▸ **TEXT BLOCK**:
************

Prepare fruit, coarsely chop apricots, and add to primary. Use bag if you like. Boil water and add to primary. Agitate periodically till lukewarm. 

Add white grape concentrate, and remaining ingredients, minus sugar and yeast/nutrient.

Measure SG, and add dextrose to hit desired level (This batch hit 1.098 after adding an additional 8 pounds of dextrose). Cover and leave to soak over night.

Prepare yeast ( I activate/hydrate in some of the must, diluted 50/50 with warm pre-boiled water for 10-15 minutes)Add to must, along with nutrient.

Cover primary loosely, stir must daily, breaking and turning cap. Once vigorous/active ferment has subsided (5-9 days), rack into secondary, lightly squeeze pulp, to extract juice.

More to follow!


----------



## PierreR (Oct 5, 2015)

Well, had a little bit of pucker factor going over the weekend! 

Had all my ingredients incorporated, all was well, left it Saturday night to soak, and gas off a lot of the preservatives in the dried apricots. 

Sunday morning, I hydrated the yeast as I described in the first post, let it come to a foamy head 3 times, stirring it in in between. I noticed the liquid had gone from a nice bright yellow, to a more murky, brownish shade. I added the yeast, and left it in the kitchen, warmer than the basement, to start up. In past batches, I have seen the early signs of fermentation after as little a 6-8 hours. At midnight, still no sign of life. This worried me, I was thinking that the SO2 from preserving the apricots was too much for the yeast to overcome, and my local brew shop is closed on Mondays, for me to source fresh yeast. Crap!! Well this morning, there is life, slow, but building. Will keep an eye on it closely today and tomorrow, back to work on Wednesday (I work 8 days on, and 6 days off for a schedule)

************

▸ **TO DO**:
1. Rewrite the paragraph of the apricot wine thread that begins "Sunday morning, I hydrated the yeast" in a shorter form, keeping its main facts.
2. Carry on the apricot wine thread past its last sentence.
The rows are not needed for this work.

************

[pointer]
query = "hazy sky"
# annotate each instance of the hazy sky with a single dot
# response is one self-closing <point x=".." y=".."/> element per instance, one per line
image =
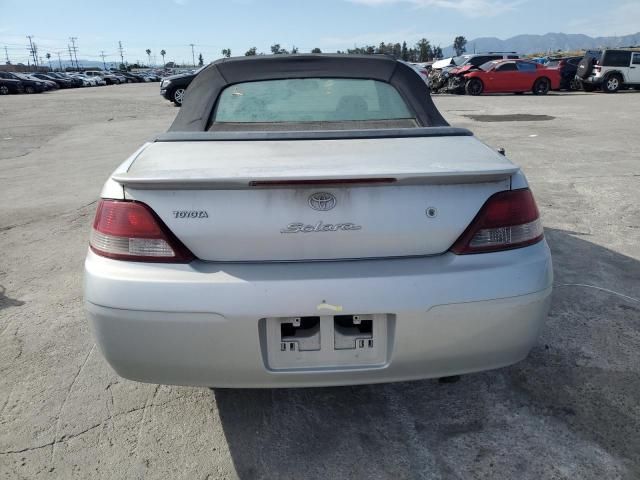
<point x="328" y="24"/>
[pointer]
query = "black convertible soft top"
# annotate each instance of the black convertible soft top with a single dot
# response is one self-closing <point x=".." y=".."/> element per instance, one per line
<point x="205" y="89"/>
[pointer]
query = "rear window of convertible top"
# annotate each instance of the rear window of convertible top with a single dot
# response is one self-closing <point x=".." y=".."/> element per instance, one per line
<point x="311" y="104"/>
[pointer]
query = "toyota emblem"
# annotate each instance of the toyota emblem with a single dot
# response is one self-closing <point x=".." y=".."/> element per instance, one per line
<point x="322" y="201"/>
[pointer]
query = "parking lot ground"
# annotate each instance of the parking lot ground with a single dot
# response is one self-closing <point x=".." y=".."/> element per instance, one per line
<point x="570" y="410"/>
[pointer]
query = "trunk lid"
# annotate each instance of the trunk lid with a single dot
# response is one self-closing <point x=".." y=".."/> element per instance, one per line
<point x="411" y="196"/>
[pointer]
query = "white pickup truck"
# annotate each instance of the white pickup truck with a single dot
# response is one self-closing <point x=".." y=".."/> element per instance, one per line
<point x="313" y="220"/>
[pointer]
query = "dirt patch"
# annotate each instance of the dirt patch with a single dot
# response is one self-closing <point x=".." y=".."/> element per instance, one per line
<point x="516" y="117"/>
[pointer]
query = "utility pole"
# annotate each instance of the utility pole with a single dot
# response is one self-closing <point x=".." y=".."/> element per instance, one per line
<point x="121" y="53"/>
<point x="70" y="55"/>
<point x="75" y="51"/>
<point x="33" y="51"/>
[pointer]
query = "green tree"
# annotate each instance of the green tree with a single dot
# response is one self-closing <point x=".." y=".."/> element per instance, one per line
<point x="396" y="50"/>
<point x="423" y="51"/>
<point x="277" y="50"/>
<point x="460" y="45"/>
<point x="404" y="53"/>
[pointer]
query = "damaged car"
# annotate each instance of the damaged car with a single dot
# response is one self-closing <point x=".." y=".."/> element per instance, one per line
<point x="443" y="78"/>
<point x="313" y="220"/>
<point x="511" y="76"/>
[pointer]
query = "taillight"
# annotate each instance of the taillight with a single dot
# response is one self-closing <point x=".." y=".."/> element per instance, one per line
<point x="126" y="230"/>
<point x="507" y="220"/>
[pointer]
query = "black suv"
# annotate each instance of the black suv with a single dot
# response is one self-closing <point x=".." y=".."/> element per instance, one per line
<point x="610" y="70"/>
<point x="173" y="88"/>
<point x="30" y="86"/>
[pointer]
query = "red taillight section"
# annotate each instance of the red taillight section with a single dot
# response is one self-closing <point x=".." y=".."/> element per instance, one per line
<point x="507" y="220"/>
<point x="126" y="230"/>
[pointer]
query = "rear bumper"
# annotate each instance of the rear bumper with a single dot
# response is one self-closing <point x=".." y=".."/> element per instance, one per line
<point x="200" y="324"/>
<point x="593" y="80"/>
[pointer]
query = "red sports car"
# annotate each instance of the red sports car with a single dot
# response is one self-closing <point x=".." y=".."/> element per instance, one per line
<point x="511" y="76"/>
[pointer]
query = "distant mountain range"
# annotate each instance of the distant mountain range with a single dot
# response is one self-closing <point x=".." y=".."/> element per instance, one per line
<point x="550" y="42"/>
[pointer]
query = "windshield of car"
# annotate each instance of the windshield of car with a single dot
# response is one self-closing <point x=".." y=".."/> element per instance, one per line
<point x="487" y="66"/>
<point x="324" y="102"/>
<point x="461" y="59"/>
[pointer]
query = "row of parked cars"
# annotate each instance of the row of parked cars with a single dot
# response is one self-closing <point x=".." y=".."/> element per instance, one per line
<point x="37" y="82"/>
<point x="505" y="72"/>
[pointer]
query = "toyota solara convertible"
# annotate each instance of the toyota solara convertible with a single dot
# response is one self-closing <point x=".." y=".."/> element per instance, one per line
<point x="313" y="220"/>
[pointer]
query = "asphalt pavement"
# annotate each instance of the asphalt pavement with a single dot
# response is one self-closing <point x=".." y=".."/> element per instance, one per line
<point x="570" y="410"/>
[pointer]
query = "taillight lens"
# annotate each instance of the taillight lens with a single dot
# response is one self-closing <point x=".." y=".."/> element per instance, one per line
<point x="126" y="230"/>
<point x="507" y="220"/>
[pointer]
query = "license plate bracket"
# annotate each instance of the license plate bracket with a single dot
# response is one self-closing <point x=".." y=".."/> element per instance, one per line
<point x="327" y="342"/>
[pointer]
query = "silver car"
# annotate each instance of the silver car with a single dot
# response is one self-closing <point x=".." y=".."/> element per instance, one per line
<point x="313" y="220"/>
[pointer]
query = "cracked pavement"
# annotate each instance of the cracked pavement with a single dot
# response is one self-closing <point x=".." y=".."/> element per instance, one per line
<point x="570" y="410"/>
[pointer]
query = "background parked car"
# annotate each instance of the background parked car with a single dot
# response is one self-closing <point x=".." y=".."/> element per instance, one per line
<point x="512" y="76"/>
<point x="9" y="85"/>
<point x="109" y="79"/>
<point x="568" y="67"/>
<point x="443" y="79"/>
<point x="48" y="84"/>
<point x="610" y="71"/>
<point x="62" y="83"/>
<point x="131" y="78"/>
<point x="173" y="88"/>
<point x="30" y="86"/>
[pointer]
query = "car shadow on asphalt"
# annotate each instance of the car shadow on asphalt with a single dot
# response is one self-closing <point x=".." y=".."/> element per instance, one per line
<point x="8" y="302"/>
<point x="570" y="407"/>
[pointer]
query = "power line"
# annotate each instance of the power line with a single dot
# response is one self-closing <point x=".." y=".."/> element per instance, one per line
<point x="75" y="51"/>
<point x="33" y="51"/>
<point x="121" y="52"/>
<point x="70" y="55"/>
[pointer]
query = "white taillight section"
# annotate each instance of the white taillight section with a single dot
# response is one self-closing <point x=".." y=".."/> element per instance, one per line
<point x="507" y="220"/>
<point x="131" y="231"/>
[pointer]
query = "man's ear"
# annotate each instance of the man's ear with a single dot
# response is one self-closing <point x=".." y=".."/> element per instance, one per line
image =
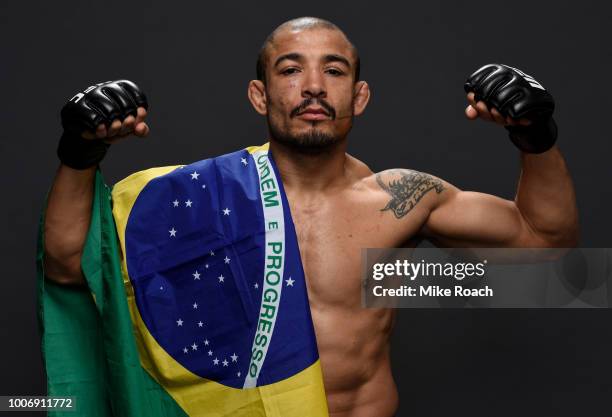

************

▸ **ANSWERS BELOW**:
1. On Sunday morning I hydrated the yeast the way I described in the first post and let it foam up three times, stirring between each. By then the liquid had turned from bright yellow to a murky brown. I added the yeast and left the must in the kitchen, which is warmer than the basement. Earlier batches have shown fermentation within 6-8 hours, but at midnight nothing had started. I worried that the SO2 used to preserve the apricots was too much for the yeast, and my local brew shop is closed on Mondays, so I couldn't get fresh yeast. This morning the fermentation is going, slow but building. I'll watch it closely today and tomorrow before I go back to work on Wednesday. I work 8 days on and 6 days off.

2.
As I sourced these apricots from a different vendor, I'm not sure whats going on. Have never had my must discolor so fast. 

Thoughts?


----------



## gratus_fermentatio (Oct 6, 2015)

You might want to check the label on those apricots, some brands will add sodium benzoate or potassium sorbate. The brownish discoloration sounds like exposure to oxygen to me; not oxidation per se, but the same sort of thing when a sliced apple turns brown when exposed to the air. It's OK, just discolored. I'd give it a good stir, then wait & see.
Regards, GF.


----------



## GreginND (Oct 6, 2015)

AND - make sure they are not sulfured. That makes for terrible wine.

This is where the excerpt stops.